Reproduce the material in full, unchanged.

══ Records ══

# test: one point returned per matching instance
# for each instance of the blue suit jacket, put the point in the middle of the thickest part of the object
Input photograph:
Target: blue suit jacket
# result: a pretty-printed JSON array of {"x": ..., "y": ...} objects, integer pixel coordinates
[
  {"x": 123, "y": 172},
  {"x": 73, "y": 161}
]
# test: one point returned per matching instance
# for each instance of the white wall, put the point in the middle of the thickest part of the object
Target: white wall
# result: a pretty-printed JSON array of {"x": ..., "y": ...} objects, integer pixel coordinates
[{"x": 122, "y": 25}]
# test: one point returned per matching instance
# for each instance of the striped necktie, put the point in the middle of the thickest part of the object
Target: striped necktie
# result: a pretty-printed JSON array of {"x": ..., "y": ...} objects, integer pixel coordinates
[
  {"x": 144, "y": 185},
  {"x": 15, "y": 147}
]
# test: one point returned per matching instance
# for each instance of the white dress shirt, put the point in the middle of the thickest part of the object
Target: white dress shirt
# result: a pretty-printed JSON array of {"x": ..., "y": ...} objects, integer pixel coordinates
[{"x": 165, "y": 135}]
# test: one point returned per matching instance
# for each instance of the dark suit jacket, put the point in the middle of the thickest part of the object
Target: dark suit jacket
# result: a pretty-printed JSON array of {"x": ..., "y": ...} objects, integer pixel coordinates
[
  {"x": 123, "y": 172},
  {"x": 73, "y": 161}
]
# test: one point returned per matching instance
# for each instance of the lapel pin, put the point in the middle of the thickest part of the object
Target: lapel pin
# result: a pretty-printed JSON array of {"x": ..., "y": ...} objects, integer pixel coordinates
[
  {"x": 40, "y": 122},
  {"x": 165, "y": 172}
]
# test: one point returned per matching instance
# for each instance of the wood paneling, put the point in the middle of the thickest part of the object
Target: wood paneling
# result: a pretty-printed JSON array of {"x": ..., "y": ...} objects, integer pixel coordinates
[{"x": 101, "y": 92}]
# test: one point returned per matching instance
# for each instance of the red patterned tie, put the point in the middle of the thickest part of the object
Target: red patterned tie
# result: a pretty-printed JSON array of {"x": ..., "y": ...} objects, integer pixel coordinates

═══

Response to this exercise:
# test: one point returned per matching instance
# for each instance of the blue suit jacket, put the point in the middle of the thickest part of the object
Input photograph:
Target: blue suit jacket
# result: a pretty-printed JSON array of {"x": ..., "y": ...} objects, integer pixel coordinates
[
  {"x": 123, "y": 172},
  {"x": 73, "y": 161}
]
# test: one point returned per matching instance
# for each instance of the white wall, put the point in the middle of the thickest part of the object
Target: white wall
# result: a pretty-printed JSON array of {"x": ..., "y": ...} objects, integer pixel coordinates
[{"x": 122, "y": 25}]
# test: one point returned per matching instance
# for each instance of the striped necktie, put the point in the middle of the thickest part of the object
Target: striped necktie
# result: a pretty-printed JSON array of {"x": ..., "y": ...} objects, integer pixel coordinates
[
  {"x": 144, "y": 185},
  {"x": 15, "y": 147}
]
# test: one point returned per matching instance
# for each instance of the white dress shirt, put the point in the middle of the thickest part of the object
Target: white dress shirt
# result: a pretty-printed JSON array of {"x": ..., "y": ...} objects, integer pixel coordinates
[{"x": 165, "y": 135}]
# test: one point returned per matching instance
# for each instance of the dark suit jacket, put the point in the middle of the thickest part of the object
Target: dark suit jacket
# result: a pretty-printed JSON array of {"x": ..., "y": ...} objects, integer pixel coordinates
[
  {"x": 123, "y": 172},
  {"x": 73, "y": 161}
]
# test: one point returned per matching instance
# for each instance of the lapel pin, put the point in the middle of the thickest part of the object
Target: lapel pin
# result: a pretty-printed JSON array of {"x": ..., "y": ...} objects, integer pixel coordinates
[
  {"x": 40, "y": 122},
  {"x": 165, "y": 172}
]
# test: one point returned per matching instance
# for each instance of the wood paneling, put the point in the middle of the thickest part of the object
Target: wood paneling
# result: a pretty-printed JSON array of {"x": ..., "y": ...} objects, integer pixel coordinates
[{"x": 101, "y": 92}]
# test: one point returned per matching instance
# for each instance of the red patterned tie, put the point in the middle of the thickest part of the object
Target: red patterned tie
# result: a pretty-printed JSON array of {"x": ..., "y": ...} objects, integer pixel coordinates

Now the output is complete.